* _STORED RECORDS_
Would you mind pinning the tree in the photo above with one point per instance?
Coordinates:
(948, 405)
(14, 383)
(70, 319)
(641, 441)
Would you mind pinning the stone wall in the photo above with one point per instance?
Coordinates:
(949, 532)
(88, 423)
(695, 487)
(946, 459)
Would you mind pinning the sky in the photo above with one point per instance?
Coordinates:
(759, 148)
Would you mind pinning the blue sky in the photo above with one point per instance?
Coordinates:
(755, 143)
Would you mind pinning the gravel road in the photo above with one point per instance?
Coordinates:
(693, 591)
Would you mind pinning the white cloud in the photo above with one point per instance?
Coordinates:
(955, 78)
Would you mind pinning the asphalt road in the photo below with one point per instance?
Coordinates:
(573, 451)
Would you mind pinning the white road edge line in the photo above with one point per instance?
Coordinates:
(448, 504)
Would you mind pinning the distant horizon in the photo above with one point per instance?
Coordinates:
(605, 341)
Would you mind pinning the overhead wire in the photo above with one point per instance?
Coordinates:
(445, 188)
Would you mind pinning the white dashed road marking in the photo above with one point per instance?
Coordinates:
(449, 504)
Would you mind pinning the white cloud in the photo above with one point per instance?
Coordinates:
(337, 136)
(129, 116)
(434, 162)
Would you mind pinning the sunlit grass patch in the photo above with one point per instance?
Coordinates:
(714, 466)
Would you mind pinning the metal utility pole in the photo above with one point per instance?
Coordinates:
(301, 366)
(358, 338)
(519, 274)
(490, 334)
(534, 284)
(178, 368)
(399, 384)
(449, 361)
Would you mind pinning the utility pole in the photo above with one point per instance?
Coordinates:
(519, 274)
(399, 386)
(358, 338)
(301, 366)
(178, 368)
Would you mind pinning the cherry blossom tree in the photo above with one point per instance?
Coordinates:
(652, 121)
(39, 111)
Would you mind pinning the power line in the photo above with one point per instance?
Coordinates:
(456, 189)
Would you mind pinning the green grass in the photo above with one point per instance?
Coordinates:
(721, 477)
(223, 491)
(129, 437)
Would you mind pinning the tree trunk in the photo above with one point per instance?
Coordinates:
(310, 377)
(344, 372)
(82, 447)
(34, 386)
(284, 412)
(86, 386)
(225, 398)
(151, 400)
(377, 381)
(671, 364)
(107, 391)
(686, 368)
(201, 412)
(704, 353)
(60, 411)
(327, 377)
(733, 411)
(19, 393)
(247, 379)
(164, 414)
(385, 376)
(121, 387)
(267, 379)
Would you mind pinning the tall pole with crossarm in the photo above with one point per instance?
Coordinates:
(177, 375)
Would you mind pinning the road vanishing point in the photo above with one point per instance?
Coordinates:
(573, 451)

* _WHAT IS REQUIRED_
All lines from the line containing "Would you mind pinning the sunlit" through the end of the listing above are to be duplicated exactly; include both ends and nothing further.

* _SOLVED EXERCISE_
Would you mind pinning the sunlit grass patch in the photo above with one point per instance?
Coordinates:
(714, 466)
Would you mind pinning the metal utility pole in the photo above with one point per instance?
Coordinates:
(301, 366)
(358, 338)
(519, 274)
(490, 334)
(534, 284)
(178, 368)
(399, 384)
(449, 361)
Would you mind pinning the utility pole in the photo above with one point per instance?
Coordinates:
(519, 274)
(399, 386)
(358, 338)
(301, 366)
(178, 368)
Would you mind pinning the cherry blossom tree in the photo above with one point per instance?
Coordinates:
(652, 121)
(39, 111)
Would you mind pinning the power line in the photo above with one point per instance?
Coordinates:
(456, 189)
Would you mind pinning the green grass in the photo above with one point per instance?
Coordinates:
(721, 477)
(223, 491)
(129, 437)
Would you mind pinning the tree trunk in the photo above with one point per instance?
Coordinates:
(310, 377)
(344, 372)
(82, 447)
(34, 386)
(284, 412)
(86, 386)
(225, 398)
(151, 400)
(377, 381)
(671, 364)
(107, 391)
(686, 368)
(201, 412)
(704, 353)
(60, 411)
(327, 377)
(733, 411)
(19, 393)
(247, 379)
(164, 414)
(385, 376)
(121, 387)
(267, 379)
Would you mind pinning the tall pole with crossarm in the photo above with one point per instance?
Coordinates:
(177, 375)
Would you mind pinning the road vanishing point in the photo above with one point per instance?
Coordinates:
(573, 451)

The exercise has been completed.